WHAT TO PRODUCE: Return the part of the inherited-house discussion starting at "However, I don’t" and ending at "damages your property.", copied word for word.

SOURCE TEXT:
-- Start --

My thoughts are that your in laws left a house with specific direction. The uncle needs to live there.
However, I don’t know about the renter. If it were me, I would go to my lawyer and ask if he is allowed to do that. Make the uncle sign a lease to live there and have everything spelled out. Specify what you are willing to pay for (exterior upkeep etc.) and what he is responsible for. (Clogged sinks, carpet cleaning, whatever you decide.)
As he is not the owner of the house, he should not be able to just bring in a renter. If you are willing to allow it, they should have to sign a lease as well, and pay rent to you. There may be legal ramifications of renter living in your house as far as insurance, and God forbid damages your property.
You really will need to talk to a lawyer. Also, you need to learn what a landlord can and cannot do legally. Even if he pays no rent, you may be considered a landlord. And you will need to follow any lead paint laws if your state has them.
It’s a lot of work, yes. But you should do things by law to avoid any problems. Tell him he must sign a lease to live there. If he refuses, tell him he should look for a new home. Most likely, you should be able to work something out.
(I am not giving legal advice. I am giving you my experience of having a family member live in a home we own. )
Well that is a good thing, he is taking responsibility for some of the costs.
Did you both have a friendship prior to obtaining the house in the will? If not then I would not expect him to be overly involved in maintaining contact. The amount that you have spent on the house, has it been around general house upkeep ie roofing, painting. It seems that if this is the case then the house maintenance was not kept up in the latter years when your father in-law was alive. This is not your husbands uncles fault, though it is quite common to see in the elderly where home maintenance starts to slid a little. If the uncle wasn’t living there, you would have mostly likely needed to spend this amount prior to selling the house.
He is probably feeling very insecure at the moment, a home that he has lived in for a very long time and was assured that he would remain there to his death is now uncertain. At 75 years of age it would be difficult for him to relocate and this is most likely why he gets angry and defensive. If you plan to have him remain in the house, then it would be best to let him know that you will not be sending him on his way. This may settle his anxieties down and allow him to be more amenable toward you.
I do hope that what you have spent in the upkeep and maintenance of the home initially will not continue on at such a high amount. I do see your point of view, it is a lot of money that you have spent at the start and inheriting a home already occupied is tricky to say the least. I wish you well in this, not an easy inheritance to deal with.
I really appreciate the quick feedback. The money we’ve spent is on taxes and the rental insurance we have. $3300 annually for taxes and $2000 annually for insurance so that will continue, and we’ll have to take out a loan to continue to pay this every year. We split this with the sibling, so each of us pay half annually. We’ve only had to do a little house upkeep costs so far, but it is a 50 year old house.

-- End --

SUPPLIED INFORMATION:
-- Start --

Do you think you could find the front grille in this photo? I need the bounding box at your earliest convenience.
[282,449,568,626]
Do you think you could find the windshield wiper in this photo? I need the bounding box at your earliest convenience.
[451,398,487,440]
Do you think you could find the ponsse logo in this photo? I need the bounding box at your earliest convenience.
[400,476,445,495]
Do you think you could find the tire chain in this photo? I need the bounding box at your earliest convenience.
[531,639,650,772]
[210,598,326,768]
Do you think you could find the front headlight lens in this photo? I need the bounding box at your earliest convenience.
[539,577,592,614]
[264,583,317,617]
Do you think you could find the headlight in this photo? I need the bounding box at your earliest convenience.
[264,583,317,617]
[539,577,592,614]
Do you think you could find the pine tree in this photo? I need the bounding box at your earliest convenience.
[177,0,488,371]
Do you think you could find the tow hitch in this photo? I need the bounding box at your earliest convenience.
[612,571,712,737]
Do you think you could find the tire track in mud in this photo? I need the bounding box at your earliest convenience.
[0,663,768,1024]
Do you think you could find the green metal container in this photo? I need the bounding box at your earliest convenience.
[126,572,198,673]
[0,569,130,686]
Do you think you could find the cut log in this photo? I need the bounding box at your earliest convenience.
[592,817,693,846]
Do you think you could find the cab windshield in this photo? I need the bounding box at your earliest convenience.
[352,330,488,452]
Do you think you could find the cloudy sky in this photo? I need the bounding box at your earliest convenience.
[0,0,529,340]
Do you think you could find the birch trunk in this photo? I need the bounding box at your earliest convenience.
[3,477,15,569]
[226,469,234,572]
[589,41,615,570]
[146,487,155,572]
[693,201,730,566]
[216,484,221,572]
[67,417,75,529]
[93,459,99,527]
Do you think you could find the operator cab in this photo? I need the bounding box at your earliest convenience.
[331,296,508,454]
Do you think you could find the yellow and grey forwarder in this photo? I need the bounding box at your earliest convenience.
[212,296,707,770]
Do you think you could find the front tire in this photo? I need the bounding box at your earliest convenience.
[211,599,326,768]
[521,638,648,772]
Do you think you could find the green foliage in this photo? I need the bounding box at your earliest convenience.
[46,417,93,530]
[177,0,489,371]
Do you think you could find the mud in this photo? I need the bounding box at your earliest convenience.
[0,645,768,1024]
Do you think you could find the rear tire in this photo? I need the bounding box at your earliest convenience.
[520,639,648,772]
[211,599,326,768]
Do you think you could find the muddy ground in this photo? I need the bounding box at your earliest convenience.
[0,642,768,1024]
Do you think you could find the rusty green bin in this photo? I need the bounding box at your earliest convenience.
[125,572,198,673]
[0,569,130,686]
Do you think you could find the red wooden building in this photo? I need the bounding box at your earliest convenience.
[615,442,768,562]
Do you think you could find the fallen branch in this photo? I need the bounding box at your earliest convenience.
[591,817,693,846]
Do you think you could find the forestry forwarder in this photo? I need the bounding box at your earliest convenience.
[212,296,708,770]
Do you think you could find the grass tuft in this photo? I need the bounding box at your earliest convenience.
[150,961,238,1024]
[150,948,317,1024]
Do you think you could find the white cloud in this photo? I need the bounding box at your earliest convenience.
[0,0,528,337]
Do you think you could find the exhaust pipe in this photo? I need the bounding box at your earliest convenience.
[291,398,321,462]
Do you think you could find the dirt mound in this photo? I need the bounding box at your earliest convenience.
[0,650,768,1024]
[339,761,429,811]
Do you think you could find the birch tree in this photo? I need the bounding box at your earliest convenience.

-- End --

OUTPUT:
However, I don’t know about the renter. If it were me, I would go to my lawyer and ask if he is allowed to do that. Make the uncle sign a lease to live there and have everything spelled out. Specify what you are willing to pay for (exterior upkeep etc.) and what he is responsible for. (Clogged sinks, carpet cleaning, whatever you decide.)
As he is not the owner of the house, he should not be able to just bring in a renter. If you are willing to allow it, they should have to sign a lease as well, and pay rent to you. There may be legal ramifications of renter living in your house as far as insurance, and God forbid damages your property.